*** Opening Input data ***

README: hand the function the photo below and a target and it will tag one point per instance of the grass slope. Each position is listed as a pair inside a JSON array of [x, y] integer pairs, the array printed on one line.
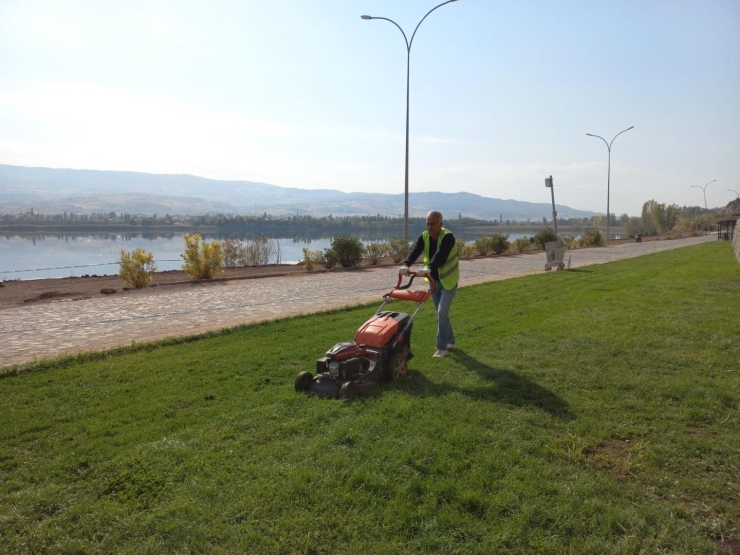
[[589, 411]]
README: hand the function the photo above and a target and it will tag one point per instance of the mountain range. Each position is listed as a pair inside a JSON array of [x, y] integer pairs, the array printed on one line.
[[53, 191]]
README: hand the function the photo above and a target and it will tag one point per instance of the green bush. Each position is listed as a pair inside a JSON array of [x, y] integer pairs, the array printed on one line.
[[591, 239], [330, 259], [375, 252], [481, 245], [499, 243], [202, 260], [136, 268], [463, 250], [398, 249], [312, 258], [544, 235], [570, 241], [348, 250], [520, 245], [233, 253]]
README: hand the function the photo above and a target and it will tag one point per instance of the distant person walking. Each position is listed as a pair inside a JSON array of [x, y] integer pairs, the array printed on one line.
[[440, 264]]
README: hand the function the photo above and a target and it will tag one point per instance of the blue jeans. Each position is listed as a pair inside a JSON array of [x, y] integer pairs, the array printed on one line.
[[442, 299]]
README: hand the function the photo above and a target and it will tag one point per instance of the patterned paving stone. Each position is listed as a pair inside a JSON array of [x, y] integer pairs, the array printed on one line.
[[51, 329]]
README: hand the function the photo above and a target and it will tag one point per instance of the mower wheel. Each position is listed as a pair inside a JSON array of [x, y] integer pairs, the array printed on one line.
[[303, 381], [397, 367], [348, 391]]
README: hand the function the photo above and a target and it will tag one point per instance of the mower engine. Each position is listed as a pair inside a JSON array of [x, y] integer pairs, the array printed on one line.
[[380, 351]]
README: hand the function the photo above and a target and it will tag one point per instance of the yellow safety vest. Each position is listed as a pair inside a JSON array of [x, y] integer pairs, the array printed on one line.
[[449, 274]]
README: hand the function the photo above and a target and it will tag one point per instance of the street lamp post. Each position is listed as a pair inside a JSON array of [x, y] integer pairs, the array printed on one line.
[[704, 189], [737, 201], [408, 65], [608, 176]]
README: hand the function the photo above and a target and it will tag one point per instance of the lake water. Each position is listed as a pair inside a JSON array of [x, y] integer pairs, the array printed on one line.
[[39, 256]]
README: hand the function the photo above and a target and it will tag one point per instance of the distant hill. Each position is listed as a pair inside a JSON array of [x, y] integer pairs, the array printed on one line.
[[54, 191]]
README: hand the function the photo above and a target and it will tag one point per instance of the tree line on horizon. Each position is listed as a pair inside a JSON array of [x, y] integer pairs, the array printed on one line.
[[655, 218]]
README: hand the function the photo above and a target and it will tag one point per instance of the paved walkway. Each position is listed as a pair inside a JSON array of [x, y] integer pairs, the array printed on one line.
[[47, 330]]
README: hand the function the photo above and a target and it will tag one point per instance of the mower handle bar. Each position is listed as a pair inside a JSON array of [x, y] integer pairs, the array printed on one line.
[[411, 280]]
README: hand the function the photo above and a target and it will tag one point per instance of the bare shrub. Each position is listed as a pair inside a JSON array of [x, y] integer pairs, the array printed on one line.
[[136, 268], [398, 249], [520, 246], [202, 260], [375, 252]]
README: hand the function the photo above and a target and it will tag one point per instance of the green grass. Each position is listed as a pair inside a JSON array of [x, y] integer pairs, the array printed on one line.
[[590, 411]]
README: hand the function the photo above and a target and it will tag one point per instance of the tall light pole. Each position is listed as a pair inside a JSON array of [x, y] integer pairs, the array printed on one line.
[[408, 65], [737, 201], [608, 176], [705, 198]]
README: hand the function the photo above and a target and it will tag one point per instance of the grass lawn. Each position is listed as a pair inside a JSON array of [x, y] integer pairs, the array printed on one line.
[[590, 411]]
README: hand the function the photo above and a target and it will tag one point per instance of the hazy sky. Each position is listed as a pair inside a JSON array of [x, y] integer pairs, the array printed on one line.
[[304, 93]]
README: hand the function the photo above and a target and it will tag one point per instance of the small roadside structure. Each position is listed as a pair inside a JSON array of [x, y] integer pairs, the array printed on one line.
[[726, 229]]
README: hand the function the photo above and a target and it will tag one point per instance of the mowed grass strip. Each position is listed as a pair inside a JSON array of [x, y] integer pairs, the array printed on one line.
[[590, 411]]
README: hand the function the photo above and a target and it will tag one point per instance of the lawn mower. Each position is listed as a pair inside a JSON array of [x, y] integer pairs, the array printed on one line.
[[380, 351]]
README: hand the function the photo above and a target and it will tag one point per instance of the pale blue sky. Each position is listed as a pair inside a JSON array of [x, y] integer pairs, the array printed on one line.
[[304, 93]]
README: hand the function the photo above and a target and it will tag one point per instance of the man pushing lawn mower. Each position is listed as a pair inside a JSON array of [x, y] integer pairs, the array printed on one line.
[[441, 266]]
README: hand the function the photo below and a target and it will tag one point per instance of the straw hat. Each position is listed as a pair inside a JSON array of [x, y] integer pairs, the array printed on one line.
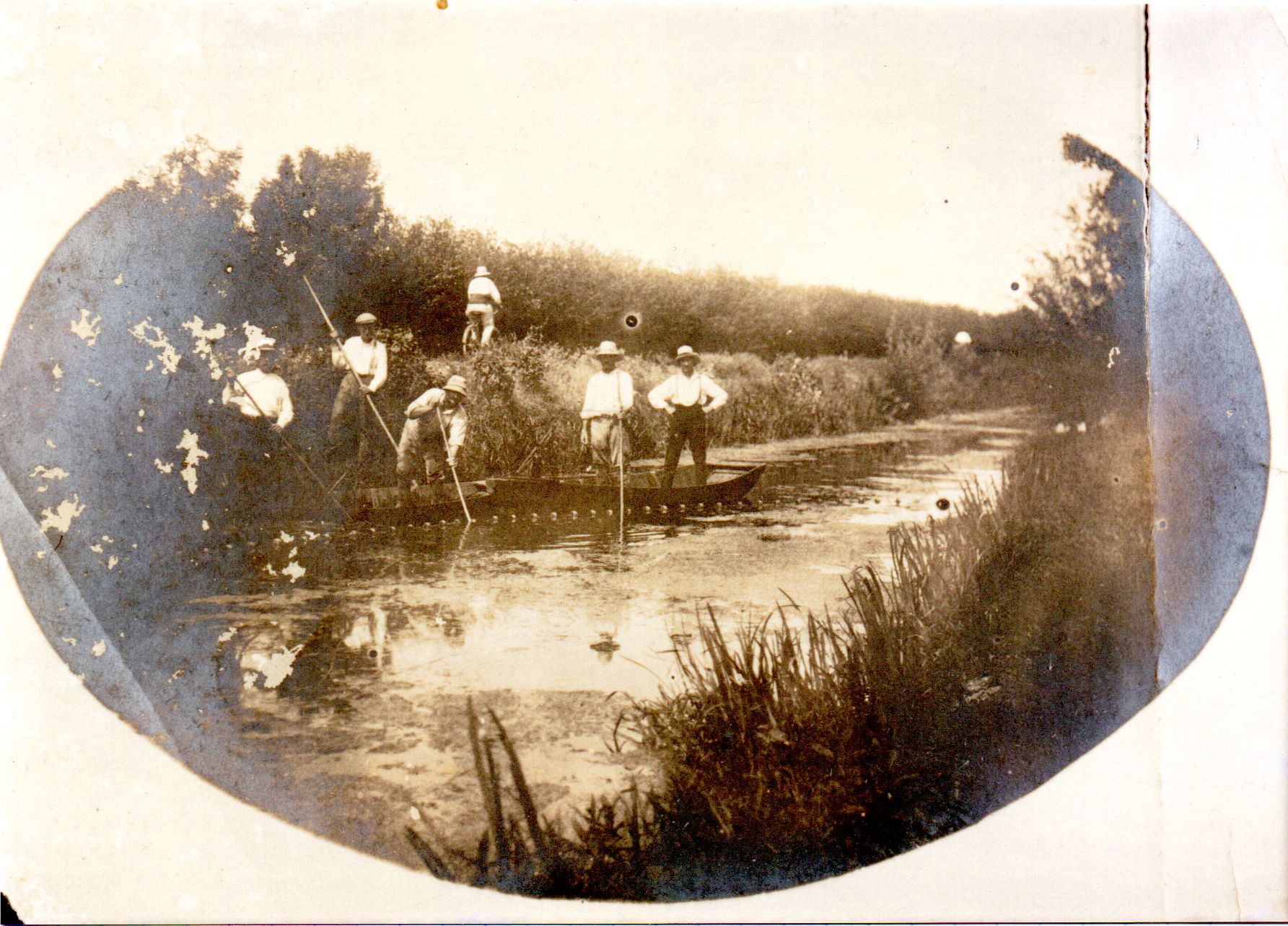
[[257, 343], [608, 349]]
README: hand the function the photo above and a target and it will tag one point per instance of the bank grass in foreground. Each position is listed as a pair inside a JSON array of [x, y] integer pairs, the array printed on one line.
[[1004, 643], [526, 397]]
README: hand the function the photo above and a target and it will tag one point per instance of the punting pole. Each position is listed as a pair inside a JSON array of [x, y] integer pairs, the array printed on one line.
[[335, 336], [290, 447], [452, 466]]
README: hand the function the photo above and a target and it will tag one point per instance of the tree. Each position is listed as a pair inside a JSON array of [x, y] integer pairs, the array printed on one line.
[[321, 215], [1091, 297]]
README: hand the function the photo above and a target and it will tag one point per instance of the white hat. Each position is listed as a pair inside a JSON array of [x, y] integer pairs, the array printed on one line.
[[608, 349], [257, 341]]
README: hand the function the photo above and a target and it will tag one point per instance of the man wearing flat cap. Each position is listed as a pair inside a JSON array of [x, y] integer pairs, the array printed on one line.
[[434, 432], [365, 367], [687, 398], [610, 396]]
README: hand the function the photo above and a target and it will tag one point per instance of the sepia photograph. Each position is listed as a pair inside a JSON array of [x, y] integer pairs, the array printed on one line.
[[625, 453]]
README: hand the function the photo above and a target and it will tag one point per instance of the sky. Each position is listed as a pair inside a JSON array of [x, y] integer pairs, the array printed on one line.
[[906, 151]]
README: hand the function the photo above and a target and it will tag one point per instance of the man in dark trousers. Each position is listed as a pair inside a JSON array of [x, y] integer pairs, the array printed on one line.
[[687, 398]]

*** Closing Input data ***

- What is expected -
Leaving pictures aside, write out each record above exactly as given.

- Response box -
README: hand the function the photo below and a target and it will tag one point per instance of the grass slope. Each position is listed as a pair inside a JSON array of [x, y] integer pairs, the array printed on one line.
[[589, 411]]
README: hand the function the photo above and a target and it will tag one point per instance of the mountain range. Each position is listed as a pair inside a JSON array of [x, y] integer pairs, the array printed on one line.
[[53, 191]]
README: hand the function the photo above and a target and it will tag one point per instance of the green bush. Each position is listed as a pair inside a JSON array of [x, y] integer pairs, the array printed on one line.
[[591, 239], [330, 259], [375, 252], [481, 245], [499, 243], [202, 260], [136, 268], [463, 250], [398, 249], [312, 258], [544, 235], [570, 241], [348, 250], [520, 245], [233, 253]]
README: hand the function the photo above and a target and it will tag one point per instance of the distant person walking. Each position is listed as a pair inside a JSON array of [x, y] integer pairs, the array printed on one line.
[[440, 264]]
README: hand the function the photo above and a target and it will tag one point per instance of the blue jeans. Each position is listed as a pair inside a JSON array of [x, y] integer pairs, the array printed on one line.
[[442, 299]]
README: hand the function the photo above and a target and it will tag one point per instance of the patterned paving stone. Each position is listed as a pair inside a JSON array of [x, y] integer pairs, the array printed on one line.
[[51, 329]]
README: hand the function the photo above and a target and it will tag one point per instance of the mower wheel. Each position is listed as a pair inside a JSON array of [x, y] integer pairs, the array printed on one line.
[[303, 381], [397, 367], [348, 391]]
README: hand the function the photo above and a target and it will tag one point per instance of the mower engine. Each position is listed as a pair inside a JSON array of [x, y] integer pairs, the array printed on one line.
[[380, 351]]
README: hand the function the photo above and a target and it will tag one point per instance of the yellow safety vest. Each position is listed as a pair inside a JSON array of [x, y] integer pairs, the array printed on one line.
[[449, 274]]
README: hand the function the photo above and a target and it will tag one point per instance of the street lamp post. Each position is listed as a pair inside a JSON array of [x, y] integer pairs, the array printed on one line.
[[704, 189], [737, 201], [408, 65], [608, 176]]
README: hand the function the photo above and a target and it will tag one point per instance of the lake water. Each position is listed as a pair inside a JSON array of [x, y] integer pairs, the array printed on one line.
[[39, 256]]
README: hand the function the photo above and a target and it will tag one point per instance of the distant hill. Each position is listed as a pair inside a JSON array of [x, y] integer pairs, the array printed on one line.
[[54, 191]]
README: hand the function the photo above and a target and it will tag one point per instance of the tree line on horizon. Each position is listed as a pair inside a JSON array of [x, y] integer pairs, the array printed on one line.
[[655, 218]]
README: hand the function the photo above and a target and it will tag one point per instance of the paved walkway. Each position is listed as a pair inside a JSON array of [x, y] integer pairs, the array printed on one line.
[[47, 330]]
README: hand the function the photo above and a target and it will tag one point per instance of the mower handle bar. Each position is listed as a pair inside a JSON array of [x, y] integer pairs, the array printed on one line.
[[411, 280]]
README: hand the function the photo above and a target and it will tag one point per instance of the bare shrub. Each position is listed as a pair inside a JSON array of [x, y] integer pairs, the array printed on one line.
[[136, 268], [398, 249], [520, 246], [202, 260], [375, 252]]
README: hand the function the photo above and a target and it will tag one point per instance of the green grass. Each position is listed as a pair inside a JSON array of [x, y] integer pairs, the array printed on one line.
[[590, 411]]
README: hand the function the photo above and a target and it will tag one point per instance of the tall light pole. Each position is listed as a pair inside a JSON array of [x, y] integer pairs, the array printed on one line.
[[408, 65], [737, 201], [608, 176], [705, 198]]
README: hand the function the photo above and a target and it will tag one point per instance of the grass lawn. Each position is listed as a pair inside a JSON array of [x, y] integer pairs, the array printed on one line.
[[590, 411]]
README: hand the function the photo above and a target and it will tag one point per instance of the hazy sky. Each position is listed as a pair inside a JSON array of [x, y] integer pairs, the array printed on one line.
[[304, 93]]
README: hand the function the photo above and a target and it will tag one point per instance of the small roadside structure. Each position is listed as a pair inside a JSON array of [x, y] integer pairs, the array printed on one line.
[[726, 229]]
README: hand the function the photo above and a target and it will tag one point per instance of the mowed grass strip. Each position is listed as a pair inside a JSON array of [x, y] integer pairs, the array printed on one line.
[[590, 411]]
README: hand the function the photo above and a target and it will tag one point per instance of the lawn mower. Each position is listed as a pair inside a JSON array of [x, y] integer pairs, the array printed on one line.
[[380, 351]]
README: hand the function the photo above and a target and it will tag one point per instance of the pale blue sky. Each position is listed as a pair inside a JSON array of [x, y] integer pairs, the array printed on one line.
[[304, 93]]
README: hand the function the photo above and a target and it will tag one point per instance of the man pushing lawn mower. Each position is listed as a pair inside a JSON array of [x, y] integer pairs, the array printed on one line.
[[441, 266]]
README: hand the function the photo below and a target and it will tag one point per instance of the straw hat. Each position is listed as a pair inside a JSON array of [x, y] integer pairs, the array printed on one line.
[[257, 343], [608, 349]]
README: hand the function the photo above and a target and it will tag one point per instance of the bank grass in foreground. Each position is listed as a pair inside a JSON array of [x, y] integer pairs, the array printed on one line.
[[1004, 643], [526, 397]]
README: hand the function the photo above and a target and it will tag one point per instance of the punting pole. Each position is listed as a pair inside a JSON array of [x, y] integer pairs, the array printed on one line.
[[335, 336], [290, 447], [452, 466]]
README: hand the function the photo above and a target and it will tag one point per instance of the tree. Each position is listed as a pair inside a JSON array of [x, y] integer pairs, the array printed on one line.
[[321, 215], [1091, 297]]
README: hand the function the photo above and a target and it will tag one point per instance of the white hat. Each position is listed as a pair inside a JSON array of [x, y] integer pairs, the array printed on one line.
[[608, 349], [257, 341]]
README: hand the function the photo above and a target and it will tag one point per instance of the man wearing flat cap. Each position is listed as a pair inside a JSON array of [x, y] integer pairs, the array printed on one line.
[[434, 432], [365, 367], [687, 398], [610, 396]]
README: hand the function the photo above and a target and it will tag one point per instance of the sepia photograph. Each position is listed as a pair inside a JSON array of [x, y] integer pairs, the array printed on one line.
[[625, 453]]
README: hand the function the photo above and a target and it will tag one point per instance of the sky. Each position is listed as a pair inside a JSON array of [x, y] integer pairs, the array printed on one line.
[[906, 151]]
README: hand the function the photo above and a target and it will tag one point per instance of the man in dark trousers. Each position is listed as a pair inside a JSON array of [x, y] integer pairs, the array printed on one line.
[[687, 398]]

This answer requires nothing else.